§ **Instruction**: Output the rows below verbatim, character for character.

Collected data:
-- START --

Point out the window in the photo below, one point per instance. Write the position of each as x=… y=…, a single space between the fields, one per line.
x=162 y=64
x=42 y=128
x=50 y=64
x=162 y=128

-- END --

§ **Result for this task**:
Point out the window in the photo below, one point per instance. Write the position of each as x=… y=…, a single space between the fields, one per line.
x=162 y=64
x=42 y=128
x=50 y=64
x=162 y=128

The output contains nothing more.